:: ASSIGNED TASK ::
Return the records as they stand. No picture is to be included.
************
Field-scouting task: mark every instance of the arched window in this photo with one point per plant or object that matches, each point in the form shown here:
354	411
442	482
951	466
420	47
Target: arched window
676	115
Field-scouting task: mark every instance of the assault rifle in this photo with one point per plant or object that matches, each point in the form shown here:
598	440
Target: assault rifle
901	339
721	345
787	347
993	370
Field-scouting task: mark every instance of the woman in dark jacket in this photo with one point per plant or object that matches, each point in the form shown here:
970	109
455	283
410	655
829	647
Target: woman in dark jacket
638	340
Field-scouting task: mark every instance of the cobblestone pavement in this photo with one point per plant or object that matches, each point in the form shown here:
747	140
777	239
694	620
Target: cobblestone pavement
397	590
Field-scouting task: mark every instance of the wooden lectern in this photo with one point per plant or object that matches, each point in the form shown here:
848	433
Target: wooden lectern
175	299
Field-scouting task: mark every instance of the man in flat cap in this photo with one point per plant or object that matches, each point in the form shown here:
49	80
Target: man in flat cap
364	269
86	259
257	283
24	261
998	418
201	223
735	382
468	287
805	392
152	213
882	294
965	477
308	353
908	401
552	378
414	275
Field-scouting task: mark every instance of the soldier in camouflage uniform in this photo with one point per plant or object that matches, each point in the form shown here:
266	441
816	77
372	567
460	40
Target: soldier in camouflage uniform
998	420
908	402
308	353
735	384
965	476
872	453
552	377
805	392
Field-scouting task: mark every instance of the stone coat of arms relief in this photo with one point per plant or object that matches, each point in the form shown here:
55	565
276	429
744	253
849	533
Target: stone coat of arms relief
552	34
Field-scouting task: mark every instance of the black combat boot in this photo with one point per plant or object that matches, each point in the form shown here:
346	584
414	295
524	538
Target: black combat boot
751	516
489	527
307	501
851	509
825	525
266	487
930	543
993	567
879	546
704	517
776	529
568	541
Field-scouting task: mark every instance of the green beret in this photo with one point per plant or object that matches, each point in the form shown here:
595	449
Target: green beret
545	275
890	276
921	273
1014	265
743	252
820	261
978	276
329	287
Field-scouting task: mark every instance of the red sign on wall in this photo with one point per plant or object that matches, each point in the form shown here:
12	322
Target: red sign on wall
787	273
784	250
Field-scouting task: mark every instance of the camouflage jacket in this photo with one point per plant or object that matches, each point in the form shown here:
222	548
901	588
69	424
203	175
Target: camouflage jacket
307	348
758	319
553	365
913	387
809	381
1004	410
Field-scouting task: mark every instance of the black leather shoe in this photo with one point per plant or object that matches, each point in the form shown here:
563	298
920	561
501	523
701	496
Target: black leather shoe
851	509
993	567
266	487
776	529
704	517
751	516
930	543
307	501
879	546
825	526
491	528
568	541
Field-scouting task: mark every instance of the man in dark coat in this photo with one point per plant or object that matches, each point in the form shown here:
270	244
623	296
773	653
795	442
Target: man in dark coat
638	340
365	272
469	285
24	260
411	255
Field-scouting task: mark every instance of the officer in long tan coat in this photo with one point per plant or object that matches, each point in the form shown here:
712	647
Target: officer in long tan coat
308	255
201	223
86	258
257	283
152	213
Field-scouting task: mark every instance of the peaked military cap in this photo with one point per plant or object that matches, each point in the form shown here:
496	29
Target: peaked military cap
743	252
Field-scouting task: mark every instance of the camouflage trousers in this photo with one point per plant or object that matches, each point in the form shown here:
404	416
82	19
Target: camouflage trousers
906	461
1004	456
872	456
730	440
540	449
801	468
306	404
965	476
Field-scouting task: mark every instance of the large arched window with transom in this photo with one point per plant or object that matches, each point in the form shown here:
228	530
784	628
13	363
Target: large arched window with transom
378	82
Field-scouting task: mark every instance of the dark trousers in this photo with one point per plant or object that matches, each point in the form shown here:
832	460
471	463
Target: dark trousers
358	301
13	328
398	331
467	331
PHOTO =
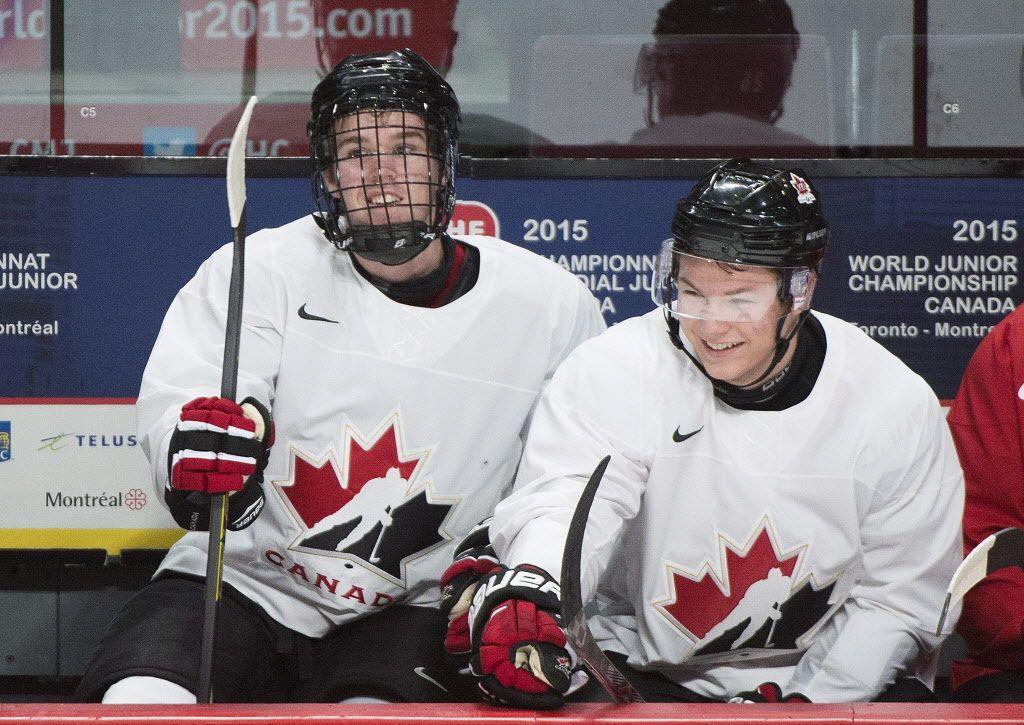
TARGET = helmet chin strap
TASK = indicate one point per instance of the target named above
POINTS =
(728, 391)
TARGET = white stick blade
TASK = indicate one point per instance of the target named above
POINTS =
(971, 570)
(237, 165)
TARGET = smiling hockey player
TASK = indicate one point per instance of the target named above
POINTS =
(781, 512)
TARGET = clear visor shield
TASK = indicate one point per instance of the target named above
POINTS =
(696, 288)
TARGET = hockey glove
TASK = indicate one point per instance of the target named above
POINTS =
(519, 655)
(474, 559)
(218, 446)
(768, 692)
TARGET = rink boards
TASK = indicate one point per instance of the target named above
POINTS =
(868, 714)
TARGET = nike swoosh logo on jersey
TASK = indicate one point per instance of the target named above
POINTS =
(680, 437)
(422, 672)
(309, 315)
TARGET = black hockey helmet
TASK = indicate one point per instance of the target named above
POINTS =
(368, 87)
(749, 76)
(743, 214)
(747, 213)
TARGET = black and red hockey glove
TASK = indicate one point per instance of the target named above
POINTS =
(218, 446)
(768, 692)
(519, 655)
(474, 559)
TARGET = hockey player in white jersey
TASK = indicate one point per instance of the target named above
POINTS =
(781, 512)
(387, 372)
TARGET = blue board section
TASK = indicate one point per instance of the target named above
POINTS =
(925, 265)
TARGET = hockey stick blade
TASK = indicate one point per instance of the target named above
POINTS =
(237, 166)
(228, 386)
(998, 551)
(573, 620)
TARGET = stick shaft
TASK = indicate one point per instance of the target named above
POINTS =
(573, 620)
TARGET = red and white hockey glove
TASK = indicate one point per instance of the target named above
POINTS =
(474, 559)
(519, 654)
(218, 446)
(768, 692)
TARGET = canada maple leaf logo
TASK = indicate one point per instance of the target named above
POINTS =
(748, 593)
(374, 508)
(316, 489)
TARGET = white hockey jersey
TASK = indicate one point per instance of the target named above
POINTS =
(810, 547)
(397, 427)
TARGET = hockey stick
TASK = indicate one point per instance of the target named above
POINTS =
************
:: FINISHED EXERCISE ::
Field-scouting task: mark every instance of the arched window in this photo with one point per plant or object that matches, each point in the form shown here:
354	411
442	482
951	466
420	47
Target: arched window
676	115
Field-scouting task: mark every instance of the assault rifle in this photo with one point per plant or object that matches, each point in the form shown here:
598	440
Target: assault rifle
901	339
721	345
787	347
993	370
Field-scouting task: mark every instance of the woman in dark jacket in this photo with one point per plant or object that matches, each point in the form shown here:
970	109
455	283
410	655
829	647
Target: woman in dark jacket
638	340
Field-scouting task: mark every instance of the cobblestone pavement in this photo with one point per plant or object that matches, each point in the form shown here:
747	140
777	239
694	620
Target: cobblestone pavement
397	590
Field-scouting task: mark every instance of the wooden lectern in this photo with one point per plant or object that matches, each point in the form shown here:
848	433
Target: wooden lectern
175	299
Field-scouting task: mark every instance of the man in flat cap in this photo with one point per plant or object that matches, each point in the form shown here:
49	80
Target: man in flat cap
364	269
86	259
257	283
24	261
998	418
201	223
735	382
468	287
805	392
152	213
882	294
965	477
308	353
908	401
552	378
414	275
Field-scouting task: mark every instance of the soldier in camouflage uniform in this photo with one point per plant or object that matches, each point in the form shown here:
266	441
816	77
372	567
460	40
Target: soldier in camouflage uniform
998	420
908	402
308	353
735	384
965	476
872	453
552	377
805	392
Field-scouting task: mark every instance of the stone coat of arms relief in this photo with one point per plant or object that matches, each point in the form shown here:
55	565
276	429
744	253
849	533
Target: stone coat of arms relief
552	34
Field-scouting task: mark every instance of the black combat boot in this photo with one point per plant or object that matches, each point in the form shown here:
346	584
414	295
524	538
Target: black combat boot
751	516
489	527
307	501
851	509
825	525
266	487
930	543
993	567
879	546
704	517
776	529
568	541
Field-scouting task: mark every instance of the green beret in this photo with one point per plant or object that matches, each point in the form shown here:
595	449
Target: green beret
545	275
890	276
921	273
1014	265
743	252
820	261
978	276
329	287
Field-scouting task: mark every instance of the red sign on wall in this photo with one point per plant or object that matches, each point in the form shown here:
12	322
Target: red sign on wall
787	273
784	250
Field-scouting task: mark every instance of the camouflage jacket in this photo with one point per plant or object that matches, each point in the form shown here:
222	548
901	588
69	424
203	175
Target: camouflage jacket
307	348
758	319
553	365
913	387
809	381
1004	410
Field-scouting task: mark every instance of the black leather shoe in this photo with one point per plant or object that matches, each point in the form shown here:
563	298
920	561
501	523
701	496
Target: black leather shoe
851	509
993	567
266	487
776	529
704	517
751	516
930	543
307	501
879	546
825	526
491	528
568	541
Field-scouting task: mark every instance of the man in dark coat in this photo with one point per plant or object that matches, each point in the form shown here:
270	244
623	296
773	653
795	442
Target: man in dark coat
638	340
365	272
469	285
24	260
411	255
Field-scouting task: mark every instance of the officer in long tan coat in this photo with one point per plant or object that matches, each point in the form shown here:
712	647
Target: officer in long tan coat
308	255
201	223
86	258
257	283
152	213
Field-scouting task: mark every instance of the peaked military cap in this photo with one point per plant or object that matches, each point in the form shown here:
496	29
Target: peaked military cap
743	252
Field-scouting task: mark every instance of the camouflage trousers in this photo with one point per plant or object that matches, each point in the form shown here:
404	416
82	19
Target: camouflage trousers
906	461
1004	456
872	456
730	440
540	449
801	468
306	404
965	476
Field-scouting task: mark every instance of the large arched window with transom in this photo with one point per plant or object that matches, each point in the form shown here:
228	530
784	628
13	363
Target: large arched window with transom
378	82
Field-scouting task: mark every instance of the dark trousers in this photo with one point per plant or object that matches, each point in the form shown here:
832	460
471	463
Target: dark trousers
358	301
13	328
398	331
467	331
PHOTO =
TARGET = helmet chin strap
TASK = indicate one point per instance of the target named above
POINTS =
(728, 391)
TARGET = white stick blade
TASK = indicate one point per instance of the target named above
POINTS =
(971, 570)
(237, 165)
TARGET = smiling hockey player
TASK = indicate one point per instance of the target named above
POINTS =
(781, 512)
TARGET = clear visor shield
TASK = indicate one point per instance of the target named above
POINTS =
(696, 288)
TARGET = hockey glove
TASK = indicate one point per instance of the target named above
POINTS =
(519, 655)
(474, 559)
(218, 446)
(768, 692)
TARGET = rink boards
TASK = indicate one point per instance of the target named above
POINTS =
(868, 714)
TARGET = nike swoosh logo on jersey
TASK = indicate one point per instance of the target named above
POINTS =
(680, 437)
(422, 672)
(309, 315)
TARGET = black hockey helmet
TASK = indicate one point per instance of the target named above
POINTS =
(368, 87)
(749, 76)
(743, 214)
(747, 213)
TARGET = black and red hockey glove
TASK = indicate one point per instance of the target named above
POINTS =
(218, 446)
(768, 692)
(519, 655)
(474, 559)
TARGET = hockey player in white jersey
TASK = indicate one point per instance of the target named above
POINTS =
(781, 512)
(387, 372)
TARGET = blue board section
TASK = indicate one point per instance of the target named above
POINTS =
(925, 265)
TARGET = hockey stick blade
TASK = indicate one point per instance of the target named above
POINTS =
(237, 166)
(228, 386)
(998, 551)
(573, 620)
TARGET = stick shaft
TASK = indicate one point per instance of the target named above
POINTS =
(573, 620)
TARGET = red and white hockey glove
TASK = indicate one point per instance of the target named above
POINTS =
(474, 559)
(519, 654)
(218, 446)
(768, 692)
TARGET = canada maple leaf logo
TASK = indicate one point per instance of the target named above
POINTS =
(748, 593)
(374, 508)
(316, 489)
TARGET = white hockey jersey
TASK = indicate one point per instance of the target named above
POINTS =
(810, 547)
(397, 427)
TARGET = hockey stick
TASK = indicate one point per instance of the target named above
POINTS =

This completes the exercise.